▶ **Work to be completed**: Output exactly the lines spanning from the line containing "In this exercise you will label the straw" to the last line of the entries, inclusive.

▶ **Information supplied**:
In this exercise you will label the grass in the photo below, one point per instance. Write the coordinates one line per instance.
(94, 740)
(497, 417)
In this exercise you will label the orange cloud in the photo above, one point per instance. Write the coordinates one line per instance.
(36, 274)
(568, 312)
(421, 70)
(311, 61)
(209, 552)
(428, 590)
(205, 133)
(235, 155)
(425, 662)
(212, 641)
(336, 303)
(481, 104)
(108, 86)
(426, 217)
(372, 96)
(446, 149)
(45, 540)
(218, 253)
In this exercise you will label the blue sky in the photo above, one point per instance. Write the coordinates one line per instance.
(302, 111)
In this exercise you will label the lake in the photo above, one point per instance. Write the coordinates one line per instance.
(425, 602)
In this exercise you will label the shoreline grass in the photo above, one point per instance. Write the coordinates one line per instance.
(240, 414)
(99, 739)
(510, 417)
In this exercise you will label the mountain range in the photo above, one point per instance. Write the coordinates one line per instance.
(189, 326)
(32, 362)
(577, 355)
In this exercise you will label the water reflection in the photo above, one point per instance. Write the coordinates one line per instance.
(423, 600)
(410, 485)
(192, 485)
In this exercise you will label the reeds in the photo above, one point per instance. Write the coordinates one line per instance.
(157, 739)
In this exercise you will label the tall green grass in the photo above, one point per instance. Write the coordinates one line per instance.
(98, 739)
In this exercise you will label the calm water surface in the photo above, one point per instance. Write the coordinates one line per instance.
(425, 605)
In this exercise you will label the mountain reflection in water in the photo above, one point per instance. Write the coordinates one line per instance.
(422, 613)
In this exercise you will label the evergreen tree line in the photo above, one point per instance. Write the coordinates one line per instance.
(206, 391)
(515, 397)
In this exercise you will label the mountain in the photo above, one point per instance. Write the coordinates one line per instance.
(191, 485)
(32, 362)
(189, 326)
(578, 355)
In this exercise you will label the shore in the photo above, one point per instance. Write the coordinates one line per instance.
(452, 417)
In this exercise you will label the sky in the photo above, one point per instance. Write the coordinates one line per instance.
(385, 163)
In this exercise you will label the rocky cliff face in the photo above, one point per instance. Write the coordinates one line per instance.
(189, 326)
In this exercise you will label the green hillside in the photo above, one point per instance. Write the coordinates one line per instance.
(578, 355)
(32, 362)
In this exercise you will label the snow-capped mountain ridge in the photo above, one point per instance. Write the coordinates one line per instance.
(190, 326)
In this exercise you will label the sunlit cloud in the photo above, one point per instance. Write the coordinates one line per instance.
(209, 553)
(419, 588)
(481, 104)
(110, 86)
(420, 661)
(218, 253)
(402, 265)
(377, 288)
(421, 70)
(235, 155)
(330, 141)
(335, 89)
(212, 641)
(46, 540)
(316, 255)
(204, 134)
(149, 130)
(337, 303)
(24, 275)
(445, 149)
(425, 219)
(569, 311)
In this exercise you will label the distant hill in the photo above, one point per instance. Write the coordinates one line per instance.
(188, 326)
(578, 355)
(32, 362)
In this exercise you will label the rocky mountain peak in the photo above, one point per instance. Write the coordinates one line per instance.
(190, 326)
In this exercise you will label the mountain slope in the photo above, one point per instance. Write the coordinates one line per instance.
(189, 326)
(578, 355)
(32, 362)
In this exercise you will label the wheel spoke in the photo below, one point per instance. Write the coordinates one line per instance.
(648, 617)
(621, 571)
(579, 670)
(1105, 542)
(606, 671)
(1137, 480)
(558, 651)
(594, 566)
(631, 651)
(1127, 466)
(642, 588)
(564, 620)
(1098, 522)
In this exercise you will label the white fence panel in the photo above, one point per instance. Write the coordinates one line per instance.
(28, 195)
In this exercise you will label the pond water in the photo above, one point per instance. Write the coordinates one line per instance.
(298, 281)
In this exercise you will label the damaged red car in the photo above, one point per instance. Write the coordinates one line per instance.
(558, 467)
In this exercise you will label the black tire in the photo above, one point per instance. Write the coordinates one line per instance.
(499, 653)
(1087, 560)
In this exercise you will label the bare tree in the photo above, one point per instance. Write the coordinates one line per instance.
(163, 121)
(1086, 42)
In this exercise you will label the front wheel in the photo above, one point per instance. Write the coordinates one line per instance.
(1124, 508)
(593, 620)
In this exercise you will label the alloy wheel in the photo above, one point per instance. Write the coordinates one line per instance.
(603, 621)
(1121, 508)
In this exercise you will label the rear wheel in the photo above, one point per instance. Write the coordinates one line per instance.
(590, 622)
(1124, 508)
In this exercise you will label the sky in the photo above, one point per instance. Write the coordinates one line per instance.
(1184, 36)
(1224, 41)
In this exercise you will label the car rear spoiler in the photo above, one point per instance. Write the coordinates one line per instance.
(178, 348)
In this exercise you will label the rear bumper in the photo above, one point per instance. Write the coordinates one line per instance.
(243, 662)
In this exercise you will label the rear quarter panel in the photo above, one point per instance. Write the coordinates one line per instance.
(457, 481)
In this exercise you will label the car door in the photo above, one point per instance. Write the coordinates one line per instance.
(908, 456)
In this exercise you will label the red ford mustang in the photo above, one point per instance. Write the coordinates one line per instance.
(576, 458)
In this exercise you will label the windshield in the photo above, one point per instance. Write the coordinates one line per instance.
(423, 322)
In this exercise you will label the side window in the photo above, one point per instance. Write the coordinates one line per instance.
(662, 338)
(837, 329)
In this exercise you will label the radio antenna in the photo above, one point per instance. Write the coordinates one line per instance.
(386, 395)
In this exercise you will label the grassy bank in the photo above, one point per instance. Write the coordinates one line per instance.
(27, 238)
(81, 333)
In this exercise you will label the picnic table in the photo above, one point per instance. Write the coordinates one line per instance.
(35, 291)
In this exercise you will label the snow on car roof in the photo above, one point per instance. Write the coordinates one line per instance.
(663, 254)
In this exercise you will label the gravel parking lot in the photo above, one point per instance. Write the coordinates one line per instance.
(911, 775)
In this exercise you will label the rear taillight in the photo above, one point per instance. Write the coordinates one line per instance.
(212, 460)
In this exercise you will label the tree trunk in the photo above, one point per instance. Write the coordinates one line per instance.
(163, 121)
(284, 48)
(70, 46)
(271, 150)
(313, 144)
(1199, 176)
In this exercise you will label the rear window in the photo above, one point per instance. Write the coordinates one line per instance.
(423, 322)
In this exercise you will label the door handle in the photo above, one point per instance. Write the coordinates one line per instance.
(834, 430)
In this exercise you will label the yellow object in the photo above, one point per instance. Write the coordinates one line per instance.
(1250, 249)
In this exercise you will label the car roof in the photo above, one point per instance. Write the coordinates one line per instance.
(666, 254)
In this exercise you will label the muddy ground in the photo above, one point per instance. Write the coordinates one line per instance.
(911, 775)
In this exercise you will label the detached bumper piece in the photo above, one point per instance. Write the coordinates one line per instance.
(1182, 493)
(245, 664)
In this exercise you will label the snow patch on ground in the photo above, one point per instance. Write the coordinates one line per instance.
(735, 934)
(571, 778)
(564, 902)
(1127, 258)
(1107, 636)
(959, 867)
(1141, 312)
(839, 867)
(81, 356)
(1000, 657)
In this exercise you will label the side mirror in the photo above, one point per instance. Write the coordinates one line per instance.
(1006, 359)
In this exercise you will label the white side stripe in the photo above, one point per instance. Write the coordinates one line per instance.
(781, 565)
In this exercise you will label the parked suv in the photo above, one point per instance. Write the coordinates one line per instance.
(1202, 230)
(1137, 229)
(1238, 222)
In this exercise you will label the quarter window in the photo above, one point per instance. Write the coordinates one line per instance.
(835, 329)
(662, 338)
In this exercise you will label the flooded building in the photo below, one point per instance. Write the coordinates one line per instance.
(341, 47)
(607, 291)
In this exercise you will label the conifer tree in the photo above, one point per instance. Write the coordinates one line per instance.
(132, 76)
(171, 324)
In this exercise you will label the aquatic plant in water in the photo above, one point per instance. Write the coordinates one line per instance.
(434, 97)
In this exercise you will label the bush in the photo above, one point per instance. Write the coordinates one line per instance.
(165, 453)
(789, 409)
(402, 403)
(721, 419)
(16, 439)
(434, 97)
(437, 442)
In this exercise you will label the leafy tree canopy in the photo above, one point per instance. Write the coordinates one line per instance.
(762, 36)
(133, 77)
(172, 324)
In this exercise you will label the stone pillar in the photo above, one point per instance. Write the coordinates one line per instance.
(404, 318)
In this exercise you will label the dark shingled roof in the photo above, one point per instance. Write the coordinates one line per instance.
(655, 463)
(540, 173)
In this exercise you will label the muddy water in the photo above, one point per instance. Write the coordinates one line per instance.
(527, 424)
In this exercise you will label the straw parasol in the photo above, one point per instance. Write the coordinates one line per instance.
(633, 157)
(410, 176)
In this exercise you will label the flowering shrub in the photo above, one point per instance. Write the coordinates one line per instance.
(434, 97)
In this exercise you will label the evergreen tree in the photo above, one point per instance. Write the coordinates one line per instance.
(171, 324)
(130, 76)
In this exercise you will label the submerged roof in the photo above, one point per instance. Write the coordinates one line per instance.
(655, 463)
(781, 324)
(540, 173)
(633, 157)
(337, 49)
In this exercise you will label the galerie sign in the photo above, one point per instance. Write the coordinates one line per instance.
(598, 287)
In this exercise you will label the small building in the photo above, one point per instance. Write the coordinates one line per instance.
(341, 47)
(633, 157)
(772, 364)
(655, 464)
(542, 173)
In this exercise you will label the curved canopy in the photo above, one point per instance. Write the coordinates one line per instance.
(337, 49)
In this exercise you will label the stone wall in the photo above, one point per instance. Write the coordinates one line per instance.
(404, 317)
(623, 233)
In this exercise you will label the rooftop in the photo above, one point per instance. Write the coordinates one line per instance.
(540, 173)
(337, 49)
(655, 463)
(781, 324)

▶ **Exercise answer**:
In this exercise you will label the straw parasol in the photo above, one point per instance. Write the coordinates one line per instance.
(633, 157)
(410, 176)
In this exercise you will label the flowering shrub in the photo above, one point per instance. Write the coordinates one line per instance.
(434, 97)
In this exercise you will label the evergreen tree in the photo above, one point per instance. Write the coordinates one line per instance.
(171, 324)
(130, 76)
In this exercise you will label the submerged roof in the photo above, one point per instance. Write the coordinates one line per instance.
(655, 463)
(781, 324)
(540, 173)
(633, 157)
(337, 49)
In this exercise you will label the galerie sign in the photo above, one point per instance. Write the coordinates one line per instance.
(598, 287)
In this exercise you will label the small building in the photo above, one point per instance. Write the coordinates one line per instance.
(341, 47)
(633, 157)
(772, 364)
(655, 464)
(542, 173)
In this exercise you will label the curved canopy in the photo above, one point per instance. Write the coordinates one line per instance.
(337, 49)
In this exercise you will label the stone wall in the photo above, one point per instance. Write the coordinates one line per instance.
(404, 317)
(623, 233)
In this exercise you will label the rooftop in the photo above, one point per instance. Write the coordinates one line per instance.
(540, 173)
(337, 49)
(655, 463)
(781, 324)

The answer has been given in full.